#### [BRANO DEL DOCUMENTO]
________________

Luogo di lavoro stressogeno e risarcimento del lavoratore (Cass. civ, sez. lav., 18 ottobre 2023, n. 28923).

Responsabilità datoriale per le condizioni del luogo di lavoro stressogeno.

La Corte d’appello di Milano respingeva l’appello principale della lavoratrice e l’appello incidentale del datore di lavoro, confermando la pronuncia di primo grado che condannava la società datoriale al risarcimento del danno da demansionamento (pari al 30% della retribuzione percepita dal 2007 al 2018 e al 70% della retribuzione relativa al periodo successivo e fino alle dimissioni) e del danno biologico (valutato in 6 punti percentuali e con personalizzazione al 40%, oltre che per inabilità temporanea), nonché alla corresponsione della indennità sostituiva del preavviso in ragione della giusta causa delle dimissioni rassegnate dalla dipendente, con rigetto delle residue domande, di riconoscimento di mansioni superiori di natura dirigenziale e di risarcimento del danno da perdita di chance, del danno pensionistico, del danno morale ed esistenziale.

I Giudici di appello escludevano la sussistenza di mobbing  per difetto di prova di intento persecutorio nei confronti della lavoratrice, ritenendo, invece, posto in essere un progressivo e generalizzato svuotamento delle mansioni dei colleghi, non solo quindi in danno della ricorrente, ma anche di altri dipendenti.

________________

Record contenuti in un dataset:
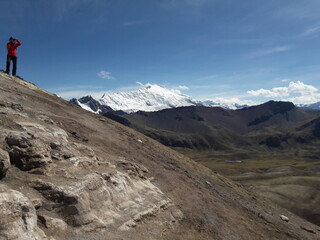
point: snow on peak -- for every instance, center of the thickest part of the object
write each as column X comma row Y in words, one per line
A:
column 150, row 97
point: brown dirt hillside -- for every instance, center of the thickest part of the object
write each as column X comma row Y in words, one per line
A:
column 76, row 175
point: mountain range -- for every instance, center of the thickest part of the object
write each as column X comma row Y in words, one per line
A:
column 152, row 97
column 67, row 174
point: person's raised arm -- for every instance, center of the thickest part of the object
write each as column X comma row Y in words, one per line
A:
column 18, row 43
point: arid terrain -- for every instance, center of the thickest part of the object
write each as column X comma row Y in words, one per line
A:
column 70, row 174
column 272, row 149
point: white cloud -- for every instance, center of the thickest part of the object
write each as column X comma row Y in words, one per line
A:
column 284, row 80
column 79, row 94
column 311, row 32
column 296, row 92
column 134, row 22
column 105, row 75
column 270, row 51
column 183, row 87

________________

#### [DOMANDE DI STUDIO]
1. Rispondi in base al brano sul luogo di lavoro stressogeno:
(a) Quale corte ha respinto l'appello principale della lavoratrice?
(b) In quanti punti percentuali è stato valutato il danno biologico?
(c) Per quale motivo i giudici di appello hanno escluso il mobbing?
2. Indica se ciascuna affermazione concorda con il brano sul luogo di lavoro stressogeno:
(a) Per il periodo dal 2007 al 2018 il danno da demansionamento era pari al 30% della retribuzione.
(b) Alla lavoratrice sono state riconosciute mansioni superiori di natura dirigenziale.
(c) Lo svuotamento delle mansioni ha colpito soltanto la ricorrente.

#### [RISPOSTE AI COMPITI]
1.
(a) La Corte d'appello di Milano.
(b) In 6 punti percentuali.
(c) Per difetto di prova di intento persecutorio nei confronti della lavoratrice.

2.
(a) Sì: «pari al 30% della retribuzione percepita dal 2007 al 2018».
(b) No: «con rigetto delle residue domande, di riconoscimento di mansioni superiori di natura dirigenziale».
(c) No: «non solo quindi in danno della ricorrente, ma anche di altri dipendenti».